→ **EXCERPTED TEXT**:
--*--

Of particular note, the channel will not be competing with Dell with these products, says Atac-Barrett. Although a major Clariion seller, the company has decided to pass on these systems.
According to Terri McClure, an analyst with ESG, this announcement should
appeal to any customer—and its reseller—that is running out of space, capacity
or energy in its data centers.
"Even though it seems the worst is behind us, things are still pretty tight from a budget perspective," McClure says.
Combine this with EMC's FAST storage automation technology and it all adds up to very operationally efficient system, she says. "It is a good platform for data consolidation. For customers running out of power and space, it's a great consolidation play."
ESG has just completed its annual market survey, and for the
second year in a row operational savings came at the top of the priorities
list. Until the market collapse capex topped the list.
The CX4 system configurations support 1TB and 2TB SATA disk drives, as well as enterprise flash drives, which store data on electronic memory rather than spinning disks. They offer up to 390 2TB, 5,400 and 7,200 RPM SATA drives and flash drives in a single rack using half the floor space and number of power connections required for the same number of drives in conventional racks.

--*--

→ **MATERIAL SHOWN**:

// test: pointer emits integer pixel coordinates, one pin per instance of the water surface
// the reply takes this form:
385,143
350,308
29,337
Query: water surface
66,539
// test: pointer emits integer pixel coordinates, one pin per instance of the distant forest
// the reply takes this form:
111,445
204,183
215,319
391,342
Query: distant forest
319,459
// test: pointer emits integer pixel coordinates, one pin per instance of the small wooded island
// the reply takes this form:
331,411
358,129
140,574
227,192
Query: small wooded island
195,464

--*--

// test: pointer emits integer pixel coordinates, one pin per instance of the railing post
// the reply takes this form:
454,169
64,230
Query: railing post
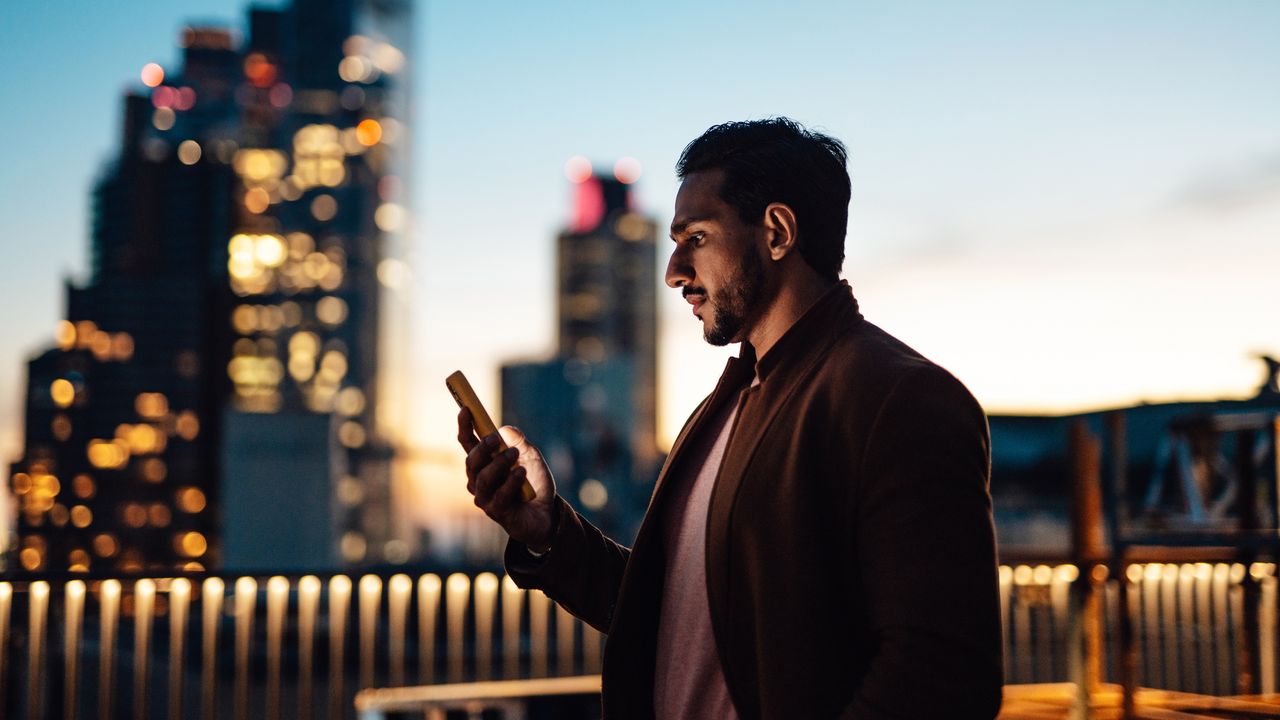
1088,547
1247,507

--*--

→ **TASK SET**:
A) In the storage article, what topped the priorities list in ESG's annual market survey for the second year in a row?
B) Carry the storage article forward from its last sentence.
The records were drawn from a different source than the storage article.

→ **RESPONSES FOR EACH TASK**:
A) Operational savings.

B)
They also support EMC spin-down technology—which powers down inactive disk drives—saving 65 percent of the power required by traditional spinning SATA drives. The 5,400-rpm 2TB SATA drives provide twice the capacity while consuming over 60 percent less power per gigabyte than 1TB 7,200-rpm SATA drives. The Celerra Gateway systems are required for customers wanting to use CIFS and NFS.
The new configurations offer full access to all disk drives from the front of the storage system’s rack. The sliding design enables the front enclosures to be moved forward, providing easy access to enclosures and drives in a second "slide out" tier.
Although both the storage units and controllers are now shipping, EMC won't offer integrated solutions—high-density EMC Celerra unified storage system configurations—until later this year.